WHAT YOU SHOULD DO: Change "heart" to "star" in the records from the line containing "Point to the jacket lapel" through the end of the records, and reproduce only those lines with nothing else altered. Leave the pictures out of your answer.
** Begin LISTED ENTRIES **
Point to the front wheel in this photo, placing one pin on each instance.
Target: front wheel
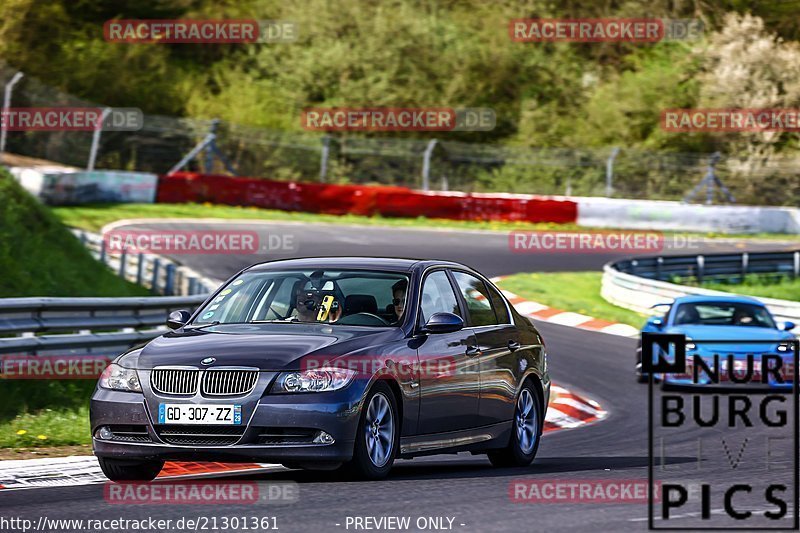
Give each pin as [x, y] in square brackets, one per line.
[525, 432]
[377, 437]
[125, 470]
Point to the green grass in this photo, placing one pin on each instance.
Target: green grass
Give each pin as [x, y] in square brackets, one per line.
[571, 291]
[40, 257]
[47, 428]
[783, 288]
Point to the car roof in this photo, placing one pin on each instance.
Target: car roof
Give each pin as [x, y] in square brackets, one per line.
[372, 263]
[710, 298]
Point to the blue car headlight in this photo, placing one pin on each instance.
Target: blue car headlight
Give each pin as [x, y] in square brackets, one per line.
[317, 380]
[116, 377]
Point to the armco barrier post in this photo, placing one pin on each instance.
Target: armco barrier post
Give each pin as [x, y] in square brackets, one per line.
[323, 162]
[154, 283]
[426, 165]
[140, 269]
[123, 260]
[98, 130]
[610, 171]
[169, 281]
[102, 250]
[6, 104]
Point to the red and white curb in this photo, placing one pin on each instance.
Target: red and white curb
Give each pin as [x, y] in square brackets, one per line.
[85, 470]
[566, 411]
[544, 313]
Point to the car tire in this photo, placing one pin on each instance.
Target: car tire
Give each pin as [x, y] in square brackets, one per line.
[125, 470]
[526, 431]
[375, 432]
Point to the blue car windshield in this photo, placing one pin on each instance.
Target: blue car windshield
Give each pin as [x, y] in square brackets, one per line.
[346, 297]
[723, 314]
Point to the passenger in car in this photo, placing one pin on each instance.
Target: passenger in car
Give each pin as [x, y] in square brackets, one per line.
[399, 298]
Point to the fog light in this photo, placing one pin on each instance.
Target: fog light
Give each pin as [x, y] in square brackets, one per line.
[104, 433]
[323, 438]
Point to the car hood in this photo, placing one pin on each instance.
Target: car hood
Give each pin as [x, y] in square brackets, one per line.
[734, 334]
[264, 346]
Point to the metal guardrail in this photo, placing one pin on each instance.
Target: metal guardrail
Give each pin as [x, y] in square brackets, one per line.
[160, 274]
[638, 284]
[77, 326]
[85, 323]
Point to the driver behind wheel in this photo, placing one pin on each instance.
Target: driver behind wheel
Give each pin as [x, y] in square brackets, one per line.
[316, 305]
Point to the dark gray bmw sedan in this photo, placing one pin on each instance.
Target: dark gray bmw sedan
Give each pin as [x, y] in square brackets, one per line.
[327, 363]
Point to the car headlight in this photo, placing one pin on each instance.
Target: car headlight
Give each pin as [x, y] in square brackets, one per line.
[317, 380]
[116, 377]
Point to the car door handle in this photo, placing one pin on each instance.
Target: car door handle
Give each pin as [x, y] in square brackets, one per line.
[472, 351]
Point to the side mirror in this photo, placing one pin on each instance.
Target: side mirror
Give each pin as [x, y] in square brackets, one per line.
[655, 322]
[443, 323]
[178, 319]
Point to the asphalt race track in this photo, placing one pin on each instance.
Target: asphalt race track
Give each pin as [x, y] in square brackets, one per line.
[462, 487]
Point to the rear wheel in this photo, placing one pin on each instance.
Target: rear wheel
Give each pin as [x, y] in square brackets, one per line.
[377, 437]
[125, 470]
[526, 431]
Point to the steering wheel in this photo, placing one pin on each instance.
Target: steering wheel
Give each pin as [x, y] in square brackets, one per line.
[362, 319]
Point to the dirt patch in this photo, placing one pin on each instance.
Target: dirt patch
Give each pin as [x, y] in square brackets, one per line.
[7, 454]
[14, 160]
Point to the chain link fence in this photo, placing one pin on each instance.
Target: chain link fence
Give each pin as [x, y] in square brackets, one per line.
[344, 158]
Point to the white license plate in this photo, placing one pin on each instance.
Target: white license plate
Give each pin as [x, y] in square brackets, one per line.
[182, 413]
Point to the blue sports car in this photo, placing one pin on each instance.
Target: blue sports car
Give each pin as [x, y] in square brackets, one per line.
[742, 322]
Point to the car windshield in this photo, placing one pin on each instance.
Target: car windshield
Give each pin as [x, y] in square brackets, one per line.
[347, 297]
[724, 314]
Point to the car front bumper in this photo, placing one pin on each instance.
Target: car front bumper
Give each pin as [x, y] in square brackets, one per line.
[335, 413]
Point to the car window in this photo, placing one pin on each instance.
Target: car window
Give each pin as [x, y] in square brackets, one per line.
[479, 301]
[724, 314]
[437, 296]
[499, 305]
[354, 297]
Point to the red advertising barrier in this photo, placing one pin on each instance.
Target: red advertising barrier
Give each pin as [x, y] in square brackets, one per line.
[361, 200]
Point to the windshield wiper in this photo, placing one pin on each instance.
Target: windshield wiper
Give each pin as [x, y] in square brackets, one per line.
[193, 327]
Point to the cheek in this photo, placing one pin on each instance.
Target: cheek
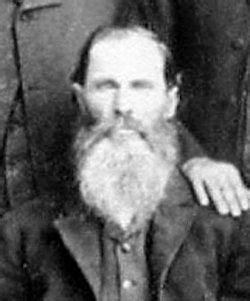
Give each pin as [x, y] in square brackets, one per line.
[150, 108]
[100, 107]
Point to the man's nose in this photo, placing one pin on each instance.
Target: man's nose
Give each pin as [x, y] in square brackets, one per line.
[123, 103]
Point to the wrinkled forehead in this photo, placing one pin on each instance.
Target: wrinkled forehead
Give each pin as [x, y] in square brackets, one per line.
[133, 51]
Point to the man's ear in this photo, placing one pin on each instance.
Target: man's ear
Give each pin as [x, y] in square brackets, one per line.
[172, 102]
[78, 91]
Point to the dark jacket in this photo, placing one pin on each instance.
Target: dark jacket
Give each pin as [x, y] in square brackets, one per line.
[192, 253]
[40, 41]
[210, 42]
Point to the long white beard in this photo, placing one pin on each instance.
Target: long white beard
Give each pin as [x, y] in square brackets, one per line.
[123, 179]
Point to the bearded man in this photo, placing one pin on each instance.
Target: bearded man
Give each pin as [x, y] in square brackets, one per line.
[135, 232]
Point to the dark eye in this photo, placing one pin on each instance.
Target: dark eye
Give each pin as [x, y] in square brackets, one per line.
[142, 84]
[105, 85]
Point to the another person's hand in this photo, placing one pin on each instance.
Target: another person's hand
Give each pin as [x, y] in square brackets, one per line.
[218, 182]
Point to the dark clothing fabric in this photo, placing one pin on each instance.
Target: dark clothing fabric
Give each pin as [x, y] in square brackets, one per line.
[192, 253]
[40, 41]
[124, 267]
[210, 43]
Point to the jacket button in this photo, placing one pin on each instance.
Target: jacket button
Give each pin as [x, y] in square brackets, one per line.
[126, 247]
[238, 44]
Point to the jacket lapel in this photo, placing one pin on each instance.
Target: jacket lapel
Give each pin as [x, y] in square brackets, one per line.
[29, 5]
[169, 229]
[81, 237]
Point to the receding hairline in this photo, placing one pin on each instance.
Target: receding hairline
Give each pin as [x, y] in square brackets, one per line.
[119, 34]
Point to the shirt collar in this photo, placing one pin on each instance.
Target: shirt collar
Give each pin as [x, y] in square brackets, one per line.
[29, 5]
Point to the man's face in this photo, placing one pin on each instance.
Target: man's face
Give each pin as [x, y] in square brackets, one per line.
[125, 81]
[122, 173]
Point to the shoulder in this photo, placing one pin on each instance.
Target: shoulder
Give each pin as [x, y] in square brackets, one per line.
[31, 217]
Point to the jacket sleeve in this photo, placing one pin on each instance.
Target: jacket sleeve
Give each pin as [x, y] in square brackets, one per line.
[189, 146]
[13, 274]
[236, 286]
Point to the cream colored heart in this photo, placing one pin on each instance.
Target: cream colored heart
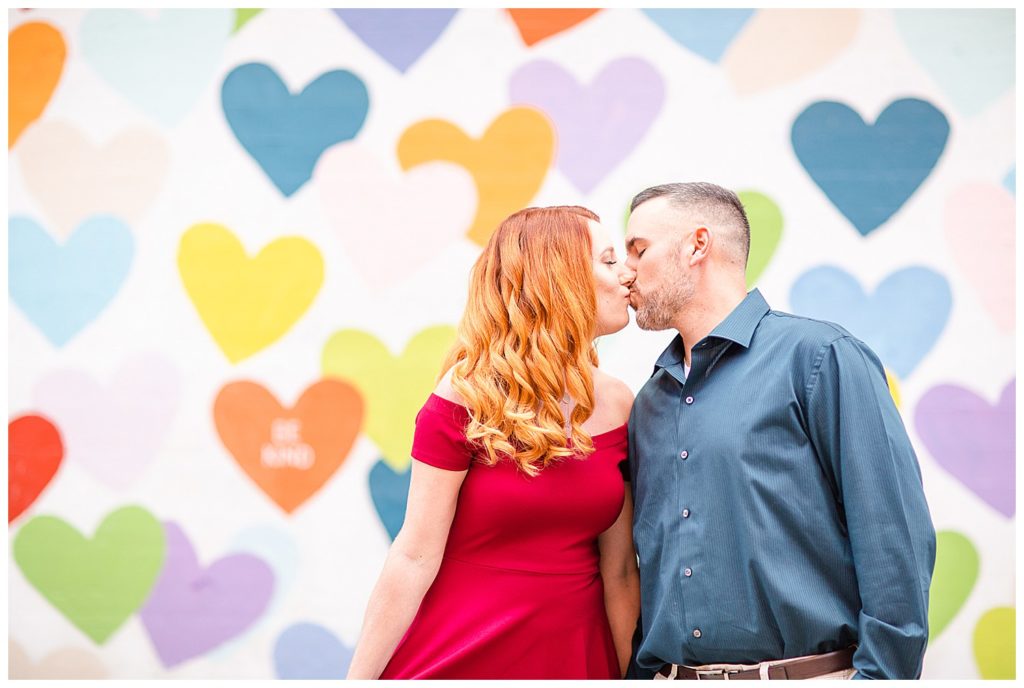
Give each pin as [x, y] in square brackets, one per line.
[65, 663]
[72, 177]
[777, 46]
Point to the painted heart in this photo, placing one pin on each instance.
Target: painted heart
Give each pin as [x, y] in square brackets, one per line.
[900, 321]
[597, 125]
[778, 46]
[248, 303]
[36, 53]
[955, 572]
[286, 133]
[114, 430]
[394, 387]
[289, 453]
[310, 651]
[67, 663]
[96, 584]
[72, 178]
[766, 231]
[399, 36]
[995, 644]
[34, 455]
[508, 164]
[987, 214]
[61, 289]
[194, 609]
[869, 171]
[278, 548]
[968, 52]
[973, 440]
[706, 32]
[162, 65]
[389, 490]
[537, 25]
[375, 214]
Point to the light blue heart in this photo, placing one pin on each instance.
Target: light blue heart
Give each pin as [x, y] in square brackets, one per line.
** End LISTED ENTRIES **
ANSWER TO THIS PROBLEM:
Point to the jacket lapel in this photo, placing one pin on each instance.
Target: jacket lapel
Give each pin as [x, y] in square brackets, one per line.
[29, 5]
[169, 229]
[81, 237]
Point to the receding hairline in this photo, placing one pin on each instance.
Target: receding hairline
Give each pin as [x, y] in square brackets, one per line.
[119, 34]
Point to the shirt collar in this photo, placing one pin on each instance.
Target: shirt collar
Give each pin as [x, y] in square brackets, one per line.
[29, 5]
Point to the man's face in this photo, placing one pin on each instance.
Target: man's face
Give each pin as [x, y] in square brackets, one per line.
[125, 81]
[122, 173]
Point to the shoulder in this photo, placing one pin on each instance.
Target: shoulder
Give each pin as [x, y] in square brackets, one per line.
[31, 217]
Point to the jacket sleeve in this photo, placing one pin on each instance.
Target: jacket sleeve
Give each pin as [x, y] in square brackets, one per line.
[189, 146]
[13, 274]
[236, 286]
Point to the cream colored star in this photo, placing one pin on each instance.
Target: cream colored star
Give each pin as [x, y] in square brackets, one per line.
[65, 663]
[72, 177]
[777, 46]
Point to the painted star in this photo, placing one pin on each instance.
Target: painted star
Give each pin as [x, y] in square brackets, one per line.
[900, 321]
[597, 125]
[778, 46]
[248, 303]
[36, 53]
[955, 572]
[286, 133]
[114, 430]
[394, 387]
[289, 453]
[310, 651]
[67, 663]
[96, 584]
[72, 178]
[766, 231]
[399, 36]
[995, 644]
[34, 455]
[508, 164]
[987, 214]
[61, 289]
[194, 609]
[869, 171]
[278, 548]
[968, 52]
[973, 440]
[706, 32]
[162, 65]
[389, 490]
[537, 25]
[375, 214]
Point to the light blue star in this photo, placing one pin on each instance.
Target: light blue star
Give each pin as [x, y] in square brackets, one per line.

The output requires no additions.